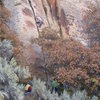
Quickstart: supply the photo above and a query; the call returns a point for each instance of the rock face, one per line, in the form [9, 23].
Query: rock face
[64, 16]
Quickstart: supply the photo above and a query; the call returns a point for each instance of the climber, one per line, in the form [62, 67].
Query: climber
[60, 89]
[54, 86]
[28, 88]
[39, 21]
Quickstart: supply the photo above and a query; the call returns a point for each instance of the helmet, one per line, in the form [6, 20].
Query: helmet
[30, 83]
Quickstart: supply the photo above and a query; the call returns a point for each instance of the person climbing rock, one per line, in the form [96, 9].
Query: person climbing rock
[54, 86]
[39, 21]
[28, 88]
[60, 89]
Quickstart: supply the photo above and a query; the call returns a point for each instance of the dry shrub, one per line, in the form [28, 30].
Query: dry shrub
[80, 63]
[48, 33]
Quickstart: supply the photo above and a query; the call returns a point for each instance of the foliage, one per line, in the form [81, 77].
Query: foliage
[78, 64]
[40, 92]
[91, 23]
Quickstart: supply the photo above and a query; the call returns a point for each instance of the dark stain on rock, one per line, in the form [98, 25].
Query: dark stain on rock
[24, 1]
[29, 23]
[27, 12]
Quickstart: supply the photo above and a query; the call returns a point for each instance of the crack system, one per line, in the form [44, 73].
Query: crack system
[34, 15]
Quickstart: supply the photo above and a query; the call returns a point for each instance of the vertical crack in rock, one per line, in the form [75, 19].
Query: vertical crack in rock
[34, 15]
[45, 10]
[49, 4]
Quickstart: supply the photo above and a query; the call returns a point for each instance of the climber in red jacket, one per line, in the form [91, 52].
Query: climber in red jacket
[39, 21]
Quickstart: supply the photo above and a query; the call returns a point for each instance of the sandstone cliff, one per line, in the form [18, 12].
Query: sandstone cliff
[64, 16]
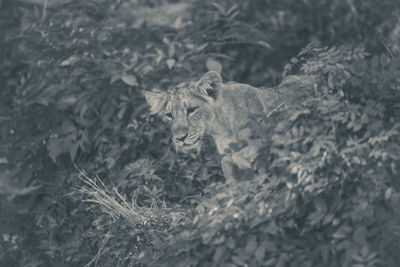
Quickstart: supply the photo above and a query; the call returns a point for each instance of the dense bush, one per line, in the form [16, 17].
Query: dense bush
[74, 77]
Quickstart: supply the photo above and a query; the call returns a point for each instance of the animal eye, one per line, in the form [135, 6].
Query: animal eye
[168, 115]
[191, 110]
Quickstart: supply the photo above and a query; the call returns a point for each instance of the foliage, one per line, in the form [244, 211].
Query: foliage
[74, 76]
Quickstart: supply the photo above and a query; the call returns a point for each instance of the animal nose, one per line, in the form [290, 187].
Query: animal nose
[181, 137]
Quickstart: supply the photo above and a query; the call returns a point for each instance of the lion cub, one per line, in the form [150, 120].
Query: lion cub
[228, 112]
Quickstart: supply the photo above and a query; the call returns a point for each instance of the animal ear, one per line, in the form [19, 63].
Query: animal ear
[209, 83]
[157, 101]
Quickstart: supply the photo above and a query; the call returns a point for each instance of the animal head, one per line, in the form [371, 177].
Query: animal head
[188, 108]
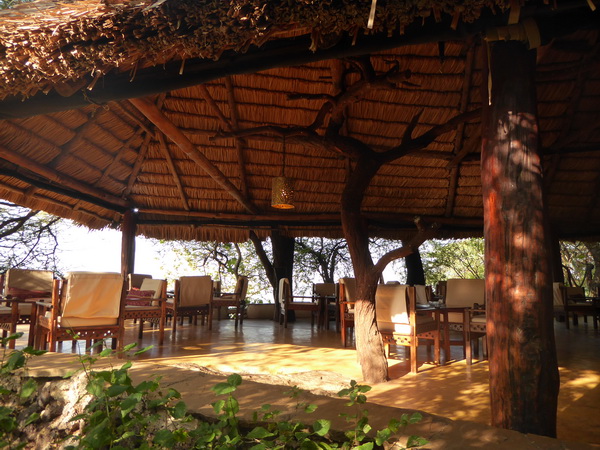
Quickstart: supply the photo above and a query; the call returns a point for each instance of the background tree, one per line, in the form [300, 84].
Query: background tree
[455, 258]
[28, 238]
[221, 261]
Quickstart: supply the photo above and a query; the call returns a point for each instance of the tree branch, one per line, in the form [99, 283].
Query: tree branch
[423, 234]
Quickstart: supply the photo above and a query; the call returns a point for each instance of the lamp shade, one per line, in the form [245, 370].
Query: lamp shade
[282, 193]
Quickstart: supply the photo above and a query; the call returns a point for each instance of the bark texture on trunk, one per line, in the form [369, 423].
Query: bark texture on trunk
[369, 344]
[523, 368]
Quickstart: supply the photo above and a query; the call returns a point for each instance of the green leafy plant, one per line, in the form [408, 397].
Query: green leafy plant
[124, 415]
[14, 396]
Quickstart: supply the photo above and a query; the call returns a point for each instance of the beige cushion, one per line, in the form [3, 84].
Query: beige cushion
[349, 289]
[92, 295]
[136, 279]
[324, 289]
[391, 308]
[195, 290]
[153, 284]
[464, 293]
[421, 292]
[73, 322]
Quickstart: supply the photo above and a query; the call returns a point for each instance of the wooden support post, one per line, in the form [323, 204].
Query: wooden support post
[524, 378]
[283, 264]
[128, 229]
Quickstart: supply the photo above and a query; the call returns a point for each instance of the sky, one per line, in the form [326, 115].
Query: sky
[100, 251]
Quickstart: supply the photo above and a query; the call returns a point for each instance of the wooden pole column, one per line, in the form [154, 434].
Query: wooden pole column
[128, 229]
[283, 265]
[524, 377]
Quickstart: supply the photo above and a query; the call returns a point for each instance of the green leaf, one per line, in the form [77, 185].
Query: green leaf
[218, 406]
[32, 418]
[129, 347]
[145, 349]
[365, 446]
[321, 427]
[116, 389]
[28, 388]
[222, 388]
[179, 410]
[310, 408]
[95, 387]
[259, 433]
[164, 438]
[106, 352]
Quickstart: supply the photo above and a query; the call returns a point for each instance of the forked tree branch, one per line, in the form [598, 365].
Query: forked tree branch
[424, 233]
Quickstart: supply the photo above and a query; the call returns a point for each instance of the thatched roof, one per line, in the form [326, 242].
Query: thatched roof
[72, 144]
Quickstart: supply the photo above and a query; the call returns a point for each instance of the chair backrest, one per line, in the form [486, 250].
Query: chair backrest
[28, 283]
[348, 289]
[391, 307]
[195, 290]
[329, 289]
[159, 287]
[558, 294]
[89, 295]
[285, 293]
[575, 292]
[135, 280]
[465, 292]
[423, 294]
[241, 287]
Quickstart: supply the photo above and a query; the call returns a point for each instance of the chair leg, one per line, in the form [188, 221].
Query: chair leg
[413, 357]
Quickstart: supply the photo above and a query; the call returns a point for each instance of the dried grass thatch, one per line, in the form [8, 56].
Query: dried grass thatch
[94, 162]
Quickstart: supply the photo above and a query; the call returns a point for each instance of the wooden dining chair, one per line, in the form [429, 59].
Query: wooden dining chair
[347, 298]
[460, 295]
[192, 299]
[327, 295]
[152, 308]
[86, 305]
[235, 299]
[287, 303]
[399, 323]
[21, 289]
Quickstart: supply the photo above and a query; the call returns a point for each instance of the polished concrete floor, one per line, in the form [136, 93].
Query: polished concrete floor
[304, 354]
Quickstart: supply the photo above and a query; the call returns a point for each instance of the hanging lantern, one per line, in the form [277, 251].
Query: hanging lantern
[282, 189]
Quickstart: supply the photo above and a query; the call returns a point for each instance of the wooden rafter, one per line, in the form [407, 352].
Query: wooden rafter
[240, 144]
[460, 131]
[137, 166]
[175, 134]
[165, 150]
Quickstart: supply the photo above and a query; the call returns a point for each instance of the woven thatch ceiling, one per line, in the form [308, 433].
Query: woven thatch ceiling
[73, 144]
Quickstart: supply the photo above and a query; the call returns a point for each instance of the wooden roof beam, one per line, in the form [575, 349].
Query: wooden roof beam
[229, 127]
[240, 144]
[169, 129]
[165, 150]
[460, 129]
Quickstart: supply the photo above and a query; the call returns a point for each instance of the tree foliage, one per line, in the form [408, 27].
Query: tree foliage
[459, 258]
[28, 238]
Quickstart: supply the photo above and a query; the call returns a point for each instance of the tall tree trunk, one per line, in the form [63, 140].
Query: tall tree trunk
[414, 269]
[524, 378]
[369, 344]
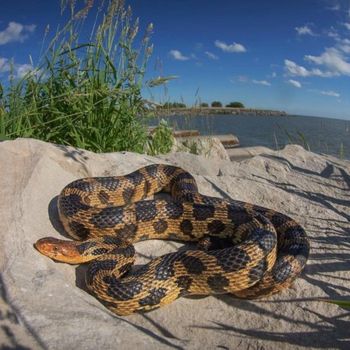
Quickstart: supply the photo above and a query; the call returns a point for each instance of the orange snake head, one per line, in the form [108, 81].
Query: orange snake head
[59, 250]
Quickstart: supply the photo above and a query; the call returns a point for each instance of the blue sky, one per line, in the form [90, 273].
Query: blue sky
[288, 55]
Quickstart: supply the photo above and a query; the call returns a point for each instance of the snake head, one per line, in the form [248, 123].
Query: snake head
[59, 250]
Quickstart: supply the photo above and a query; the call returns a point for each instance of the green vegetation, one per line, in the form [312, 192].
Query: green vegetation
[87, 95]
[216, 104]
[173, 105]
[235, 105]
[161, 139]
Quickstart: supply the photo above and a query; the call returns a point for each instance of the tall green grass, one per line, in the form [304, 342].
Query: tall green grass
[85, 92]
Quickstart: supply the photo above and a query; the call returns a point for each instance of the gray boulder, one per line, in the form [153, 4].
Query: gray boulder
[44, 304]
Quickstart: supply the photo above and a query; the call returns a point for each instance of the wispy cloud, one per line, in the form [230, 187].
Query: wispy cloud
[333, 60]
[294, 83]
[245, 79]
[293, 69]
[16, 32]
[211, 55]
[177, 55]
[330, 93]
[234, 47]
[334, 7]
[332, 33]
[305, 30]
[261, 82]
[19, 70]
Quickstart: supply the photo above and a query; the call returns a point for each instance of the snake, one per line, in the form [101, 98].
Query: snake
[234, 247]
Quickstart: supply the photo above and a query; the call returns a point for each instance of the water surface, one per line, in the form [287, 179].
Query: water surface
[320, 135]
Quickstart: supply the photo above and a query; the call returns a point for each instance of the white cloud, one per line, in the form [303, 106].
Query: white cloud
[305, 30]
[330, 93]
[334, 7]
[234, 47]
[177, 55]
[332, 33]
[241, 79]
[16, 32]
[23, 69]
[211, 55]
[294, 83]
[19, 70]
[295, 70]
[262, 82]
[333, 59]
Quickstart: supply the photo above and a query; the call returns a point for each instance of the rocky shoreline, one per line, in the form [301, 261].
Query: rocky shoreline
[203, 111]
[44, 305]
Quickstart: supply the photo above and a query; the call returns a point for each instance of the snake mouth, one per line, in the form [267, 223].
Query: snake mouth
[59, 250]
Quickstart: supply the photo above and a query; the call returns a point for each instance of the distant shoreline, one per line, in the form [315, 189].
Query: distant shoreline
[202, 111]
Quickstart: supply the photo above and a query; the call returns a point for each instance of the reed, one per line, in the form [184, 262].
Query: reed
[85, 93]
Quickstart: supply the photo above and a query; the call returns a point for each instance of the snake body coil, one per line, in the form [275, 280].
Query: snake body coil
[243, 249]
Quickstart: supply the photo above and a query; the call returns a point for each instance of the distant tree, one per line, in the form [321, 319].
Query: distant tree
[216, 104]
[174, 105]
[235, 105]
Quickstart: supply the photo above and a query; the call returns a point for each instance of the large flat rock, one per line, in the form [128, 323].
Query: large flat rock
[44, 304]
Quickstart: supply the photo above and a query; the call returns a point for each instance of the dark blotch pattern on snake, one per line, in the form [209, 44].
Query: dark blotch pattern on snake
[243, 249]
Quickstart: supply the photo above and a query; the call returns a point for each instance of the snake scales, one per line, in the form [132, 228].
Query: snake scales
[243, 249]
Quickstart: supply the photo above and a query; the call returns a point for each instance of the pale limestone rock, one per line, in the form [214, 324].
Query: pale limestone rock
[44, 304]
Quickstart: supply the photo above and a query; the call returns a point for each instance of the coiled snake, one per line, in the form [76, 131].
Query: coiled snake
[243, 249]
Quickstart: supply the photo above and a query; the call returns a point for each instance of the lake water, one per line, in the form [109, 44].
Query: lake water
[320, 135]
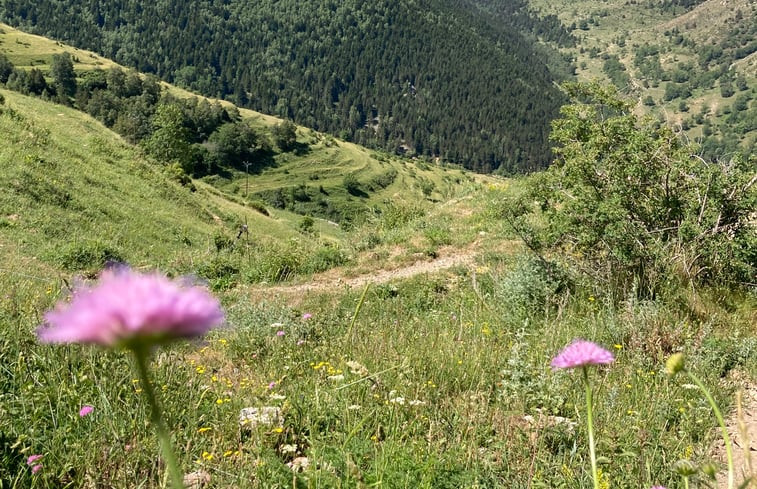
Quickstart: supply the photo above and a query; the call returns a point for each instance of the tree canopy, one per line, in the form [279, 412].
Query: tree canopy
[462, 81]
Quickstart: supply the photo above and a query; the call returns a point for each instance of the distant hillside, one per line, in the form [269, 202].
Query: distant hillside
[432, 77]
[691, 64]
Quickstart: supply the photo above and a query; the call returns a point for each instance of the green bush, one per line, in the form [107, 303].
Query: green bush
[324, 258]
[530, 287]
[88, 255]
[637, 204]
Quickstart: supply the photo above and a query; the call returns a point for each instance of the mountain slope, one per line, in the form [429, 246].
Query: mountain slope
[691, 64]
[430, 77]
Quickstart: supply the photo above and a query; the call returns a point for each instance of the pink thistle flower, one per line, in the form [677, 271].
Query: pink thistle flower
[33, 458]
[581, 353]
[131, 309]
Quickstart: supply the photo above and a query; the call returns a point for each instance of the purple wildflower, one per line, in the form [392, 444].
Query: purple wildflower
[33, 458]
[128, 308]
[581, 353]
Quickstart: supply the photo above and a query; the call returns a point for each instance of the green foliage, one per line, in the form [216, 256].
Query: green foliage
[394, 75]
[531, 287]
[306, 225]
[234, 142]
[64, 77]
[6, 68]
[352, 184]
[285, 135]
[638, 204]
[170, 139]
[324, 258]
[88, 255]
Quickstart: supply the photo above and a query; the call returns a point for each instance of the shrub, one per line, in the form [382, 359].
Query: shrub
[637, 204]
[324, 258]
[88, 255]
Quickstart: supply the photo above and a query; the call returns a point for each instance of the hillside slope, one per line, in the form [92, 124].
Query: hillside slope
[691, 64]
[431, 78]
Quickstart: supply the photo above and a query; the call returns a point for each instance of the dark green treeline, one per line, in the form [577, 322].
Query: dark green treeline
[461, 80]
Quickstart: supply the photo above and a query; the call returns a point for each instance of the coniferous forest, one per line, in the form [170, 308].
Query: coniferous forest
[461, 81]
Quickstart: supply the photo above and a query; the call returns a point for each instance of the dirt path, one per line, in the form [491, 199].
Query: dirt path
[447, 257]
[742, 428]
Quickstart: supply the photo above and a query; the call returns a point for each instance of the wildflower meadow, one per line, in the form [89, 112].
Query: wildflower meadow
[550, 353]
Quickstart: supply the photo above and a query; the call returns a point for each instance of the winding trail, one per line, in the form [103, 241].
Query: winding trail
[447, 257]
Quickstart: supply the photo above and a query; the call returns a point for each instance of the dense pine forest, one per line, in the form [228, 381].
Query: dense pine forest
[459, 81]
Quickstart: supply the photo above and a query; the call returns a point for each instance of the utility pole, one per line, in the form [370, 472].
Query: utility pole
[247, 182]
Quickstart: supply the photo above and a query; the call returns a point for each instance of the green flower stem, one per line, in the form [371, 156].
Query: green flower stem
[721, 422]
[142, 355]
[590, 423]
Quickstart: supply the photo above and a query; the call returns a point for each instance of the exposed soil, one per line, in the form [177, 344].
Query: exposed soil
[742, 428]
[446, 258]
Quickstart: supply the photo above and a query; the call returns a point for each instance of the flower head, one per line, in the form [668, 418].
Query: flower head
[129, 308]
[32, 458]
[581, 353]
[675, 364]
[85, 410]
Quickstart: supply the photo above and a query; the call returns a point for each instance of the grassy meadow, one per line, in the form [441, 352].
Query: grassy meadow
[440, 380]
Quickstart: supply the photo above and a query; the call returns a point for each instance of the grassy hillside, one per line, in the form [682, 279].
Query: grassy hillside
[691, 67]
[414, 86]
[432, 380]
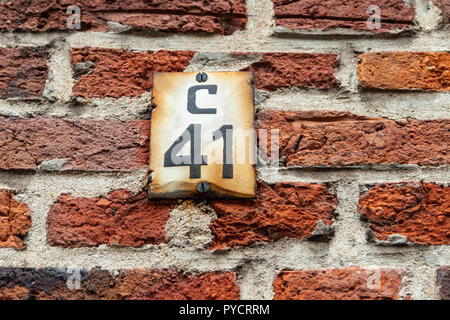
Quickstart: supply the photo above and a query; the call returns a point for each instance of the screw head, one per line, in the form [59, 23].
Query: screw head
[201, 77]
[203, 187]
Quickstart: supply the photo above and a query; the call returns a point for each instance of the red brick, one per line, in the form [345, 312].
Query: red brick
[337, 139]
[15, 221]
[284, 210]
[302, 70]
[121, 219]
[428, 71]
[93, 145]
[23, 72]
[443, 282]
[332, 14]
[222, 16]
[118, 73]
[444, 5]
[338, 284]
[419, 211]
[135, 284]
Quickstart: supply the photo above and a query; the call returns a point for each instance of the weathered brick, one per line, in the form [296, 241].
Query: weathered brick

· · · · ·

● Task directions
Repeat only the lines from the line with "form [228, 381]." to the end of the entries, including both the first and the last line, and drop every picture.

● Task solution
Quickstart: supply the photo above and a query; the call returns a point for each instance of the dense pine forest, one per line, in the form [228, 381].
Query: dense pine forest
[459, 81]
Quickstart: supply the photo above and a query; the call returns a point for each instance of the utility pole, one per line, in the form [370, 472].
Query: utility pole
[247, 182]
Quickstart: supply the photo above and a query; the call returns a point for each instance of the green flower stem, one per line, in the form [371, 156].
Query: green flower stem
[721, 422]
[142, 355]
[590, 423]
Quickstart: supply the photo above and a query; the call returns a point for each instance of the exposed soil, one per line, in the form [177, 344].
Query: exposed soil
[742, 428]
[446, 258]
Quickstart: supply the photo above and a query; the call returns a point for each instance of the flower head, one per line, in the form [668, 418].
Query: flower head
[129, 308]
[32, 458]
[581, 353]
[675, 364]
[85, 410]
Quickstart: supply the photo above and a query; the call returns a point for each instance of the grassy meadow, one per line, in the form [441, 352].
Query: grassy meadow
[440, 380]
Quickstart: supply the photo above and a query; the call returns a point for each instance of the grassy hillside, one per line, in the form [682, 279].
Query: grassy hillside
[691, 67]
[414, 86]
[432, 380]
Quickstart: supply the photo above and a query; the call returns a point for each instance of the screw head, one per line, in the form [59, 23].
Query: screw head
[201, 77]
[203, 187]
Quickstart: supply the photo above and a query; the call returns a point for each instance of the red brick, one per line, in the form [345, 312].
Query: red brick
[337, 139]
[15, 221]
[284, 210]
[302, 70]
[121, 219]
[428, 71]
[93, 145]
[23, 72]
[443, 282]
[332, 14]
[222, 16]
[118, 73]
[444, 5]
[338, 284]
[419, 211]
[135, 284]
Quickstart: supply the photo above and a query; the call returns a point for each instance of the weathered brick, one per line, in the form [296, 241].
Query: weathered brick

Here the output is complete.